-------- Exercise input --------

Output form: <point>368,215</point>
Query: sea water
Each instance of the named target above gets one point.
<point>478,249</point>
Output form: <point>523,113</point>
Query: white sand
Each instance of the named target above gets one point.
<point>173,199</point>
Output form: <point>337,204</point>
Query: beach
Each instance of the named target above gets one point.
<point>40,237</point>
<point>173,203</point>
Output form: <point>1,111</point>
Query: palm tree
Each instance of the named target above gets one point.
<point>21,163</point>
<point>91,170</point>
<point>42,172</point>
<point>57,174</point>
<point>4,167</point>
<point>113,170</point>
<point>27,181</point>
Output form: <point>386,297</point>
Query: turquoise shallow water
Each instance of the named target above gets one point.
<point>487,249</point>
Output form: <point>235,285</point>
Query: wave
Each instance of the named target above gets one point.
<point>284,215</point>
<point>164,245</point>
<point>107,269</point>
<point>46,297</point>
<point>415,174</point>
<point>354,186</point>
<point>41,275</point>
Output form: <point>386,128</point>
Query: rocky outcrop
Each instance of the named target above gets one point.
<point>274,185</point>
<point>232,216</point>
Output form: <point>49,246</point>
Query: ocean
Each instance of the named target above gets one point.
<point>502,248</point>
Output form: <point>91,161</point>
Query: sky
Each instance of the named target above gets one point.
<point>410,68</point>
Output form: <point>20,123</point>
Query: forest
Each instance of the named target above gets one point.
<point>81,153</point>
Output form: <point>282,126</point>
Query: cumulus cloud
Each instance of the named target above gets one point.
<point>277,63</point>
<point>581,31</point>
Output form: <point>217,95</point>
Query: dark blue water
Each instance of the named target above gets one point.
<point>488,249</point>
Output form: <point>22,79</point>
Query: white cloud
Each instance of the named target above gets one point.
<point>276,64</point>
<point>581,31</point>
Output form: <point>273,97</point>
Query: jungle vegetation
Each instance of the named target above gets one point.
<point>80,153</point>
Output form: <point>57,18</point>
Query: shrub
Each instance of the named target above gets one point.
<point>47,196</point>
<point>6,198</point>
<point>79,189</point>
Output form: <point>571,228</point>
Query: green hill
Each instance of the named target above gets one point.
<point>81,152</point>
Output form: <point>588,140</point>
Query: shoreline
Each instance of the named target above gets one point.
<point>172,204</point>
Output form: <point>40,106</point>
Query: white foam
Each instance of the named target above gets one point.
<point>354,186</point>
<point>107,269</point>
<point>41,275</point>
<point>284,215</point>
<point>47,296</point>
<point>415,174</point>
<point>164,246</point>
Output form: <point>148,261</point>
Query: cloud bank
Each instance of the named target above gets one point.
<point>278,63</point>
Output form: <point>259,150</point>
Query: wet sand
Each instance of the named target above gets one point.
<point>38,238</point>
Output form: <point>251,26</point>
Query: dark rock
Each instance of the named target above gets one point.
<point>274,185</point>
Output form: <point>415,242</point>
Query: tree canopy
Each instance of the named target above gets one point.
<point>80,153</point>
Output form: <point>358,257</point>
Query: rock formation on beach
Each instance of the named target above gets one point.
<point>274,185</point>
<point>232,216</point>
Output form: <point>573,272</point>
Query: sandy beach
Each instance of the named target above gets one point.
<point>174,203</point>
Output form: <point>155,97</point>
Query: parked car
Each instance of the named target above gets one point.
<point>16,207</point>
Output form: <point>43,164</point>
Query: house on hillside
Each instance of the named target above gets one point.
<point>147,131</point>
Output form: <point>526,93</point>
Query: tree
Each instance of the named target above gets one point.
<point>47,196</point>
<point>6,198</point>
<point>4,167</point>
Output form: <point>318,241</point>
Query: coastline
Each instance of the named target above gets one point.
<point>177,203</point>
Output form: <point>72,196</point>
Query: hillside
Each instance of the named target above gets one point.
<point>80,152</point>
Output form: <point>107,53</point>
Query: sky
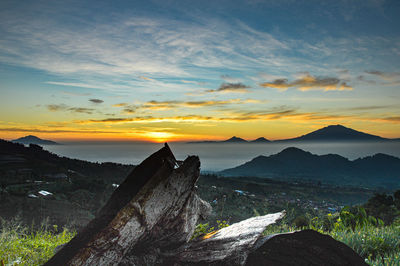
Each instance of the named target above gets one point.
<point>198,70</point>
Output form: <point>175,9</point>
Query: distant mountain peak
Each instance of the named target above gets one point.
<point>337,133</point>
<point>30,139</point>
<point>260,140</point>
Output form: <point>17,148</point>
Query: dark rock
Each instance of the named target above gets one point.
<point>305,247</point>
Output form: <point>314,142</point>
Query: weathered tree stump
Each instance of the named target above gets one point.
<point>151,216</point>
<point>305,247</point>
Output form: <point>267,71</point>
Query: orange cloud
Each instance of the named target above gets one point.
<point>308,82</point>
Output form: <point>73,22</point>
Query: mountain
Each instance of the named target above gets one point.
<point>34,140</point>
<point>294,163</point>
<point>329,133</point>
<point>260,140</point>
<point>234,139</point>
<point>336,133</point>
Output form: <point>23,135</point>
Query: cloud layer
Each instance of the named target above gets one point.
<point>308,82</point>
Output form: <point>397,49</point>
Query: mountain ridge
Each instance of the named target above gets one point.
<point>328,133</point>
<point>294,163</point>
<point>30,139</point>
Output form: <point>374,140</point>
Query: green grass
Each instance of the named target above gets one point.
<point>19,245</point>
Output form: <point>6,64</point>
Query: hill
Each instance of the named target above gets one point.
<point>260,140</point>
<point>379,170</point>
<point>329,133</point>
<point>34,140</point>
<point>336,133</point>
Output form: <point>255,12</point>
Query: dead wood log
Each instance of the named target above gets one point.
<point>156,205</point>
<point>150,218</point>
<point>306,247</point>
<point>228,246</point>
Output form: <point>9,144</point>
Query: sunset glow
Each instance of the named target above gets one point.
<point>151,71</point>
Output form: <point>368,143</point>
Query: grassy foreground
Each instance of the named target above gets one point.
<point>379,245</point>
<point>20,245</point>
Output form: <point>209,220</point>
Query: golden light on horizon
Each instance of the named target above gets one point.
<point>159,136</point>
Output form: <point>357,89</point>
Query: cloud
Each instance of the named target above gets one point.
<point>308,82</point>
<point>165,105</point>
<point>38,130</point>
<point>231,87</point>
<point>57,107</point>
<point>63,107</point>
<point>230,79</point>
<point>75,93</point>
<point>74,84</point>
<point>146,78</point>
<point>387,76</point>
<point>96,101</point>
<point>119,104</point>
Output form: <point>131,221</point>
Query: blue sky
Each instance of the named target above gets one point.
<point>170,70</point>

--------

- _Instructions for the task_:
"Output form: <point>318,241</point>" marks the first line to copy, and "Query: green grass" marks the last. Repeat that stretch above exactly, with no pictures.

- _Answer to the exercise_:
Output form: <point>318,241</point>
Query: coastline
Each instance of the named target above gets one point.
<point>177,203</point>
Output form: <point>72,196</point>
Query: hillside
Each instance of the named target above gets one point.
<point>80,152</point>
Output form: <point>107,53</point>
Query: sky
Each instance of the named target above gets one point.
<point>198,70</point>
Output form: <point>175,9</point>
Query: distant mountain peak
Each instance of the named target above gets one point.
<point>337,133</point>
<point>30,139</point>
<point>260,140</point>
Output form: <point>17,148</point>
Query: dark rock
Each instance of the named target above gets one point.
<point>305,247</point>
Output form: <point>314,142</point>
Query: weathered tree stump
Each instance of the named target above gets one point.
<point>151,216</point>
<point>305,247</point>
Output form: <point>267,71</point>
Query: orange cloud
Each instance of the named target above gets one point.
<point>308,82</point>
Output form: <point>73,22</point>
Query: mountain
Each instance of the named target above gets one point.
<point>34,140</point>
<point>294,163</point>
<point>329,133</point>
<point>260,140</point>
<point>234,139</point>
<point>336,133</point>
Output form: <point>23,135</point>
Query: cloud layer
Each instance of the named target above gets one point.
<point>308,82</point>
Output form: <point>397,49</point>
Query: mountain ridge
Each instance of the named target above gets one point.
<point>328,133</point>
<point>294,163</point>
<point>30,139</point>
Output form: <point>374,140</point>
Query: green grass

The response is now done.